## Work to do
Convert the material below, from the line that contains "Mark one point per instance of the man's nose." down to the line that contains "Mark one point per instance of the black", both included, into a Markdown table. Use the columns Row and Material line, number each row, and leave out blank lines.

## Excerpted data
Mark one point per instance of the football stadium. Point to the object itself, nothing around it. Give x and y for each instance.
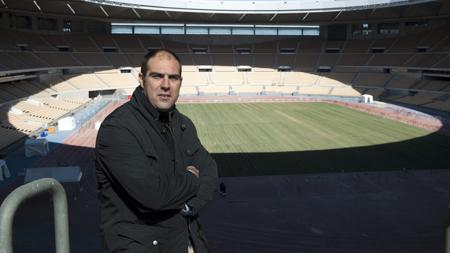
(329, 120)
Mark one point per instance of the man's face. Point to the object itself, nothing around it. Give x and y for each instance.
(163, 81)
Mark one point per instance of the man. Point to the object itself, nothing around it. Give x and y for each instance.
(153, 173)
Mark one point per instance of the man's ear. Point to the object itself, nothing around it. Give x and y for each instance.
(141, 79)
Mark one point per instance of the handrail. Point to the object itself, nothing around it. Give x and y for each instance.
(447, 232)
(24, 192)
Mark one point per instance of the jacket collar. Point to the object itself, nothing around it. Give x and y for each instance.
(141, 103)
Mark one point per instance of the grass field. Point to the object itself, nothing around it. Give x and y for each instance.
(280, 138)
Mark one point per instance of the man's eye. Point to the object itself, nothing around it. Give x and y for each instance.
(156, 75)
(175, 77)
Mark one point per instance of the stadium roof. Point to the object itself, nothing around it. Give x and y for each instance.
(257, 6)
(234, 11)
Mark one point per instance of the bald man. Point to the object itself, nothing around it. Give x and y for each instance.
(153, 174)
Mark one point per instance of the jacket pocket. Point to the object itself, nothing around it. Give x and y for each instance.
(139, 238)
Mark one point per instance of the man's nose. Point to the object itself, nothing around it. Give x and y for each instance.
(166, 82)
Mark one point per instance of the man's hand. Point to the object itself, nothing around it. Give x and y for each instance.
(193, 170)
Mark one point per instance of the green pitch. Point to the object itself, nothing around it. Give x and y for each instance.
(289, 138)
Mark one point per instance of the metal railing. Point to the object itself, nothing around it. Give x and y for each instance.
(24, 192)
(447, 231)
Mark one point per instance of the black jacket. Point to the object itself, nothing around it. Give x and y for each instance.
---
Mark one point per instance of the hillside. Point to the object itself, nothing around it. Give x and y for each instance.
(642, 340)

## Result of this exercise
| Row | Material line |
|---|---|
| 1 | Mark one point per instance of the man's nose. Point to the object itself, nothing around it. Give x and y for each instance. |
| 2 | (166, 82) |
| 3 | Mark one point per instance of the man's hand. Point to the object itself, nothing around it. Give x and y for each instance. |
| 4 | (193, 170) |
| 5 | Mark one point per instance of the green pitch. Point to the object itself, nothing around it. Give x and y for each instance. |
| 6 | (289, 138) |
| 7 | Mark one point per instance of the metal railing. Point to the object itself, nothing around it. Give x and y for each instance. |
| 8 | (24, 192) |
| 9 | (447, 231) |
| 10 | Mark one point per instance of the black jacket. Point to the object itself, nothing around it. Give x and y for each instance. |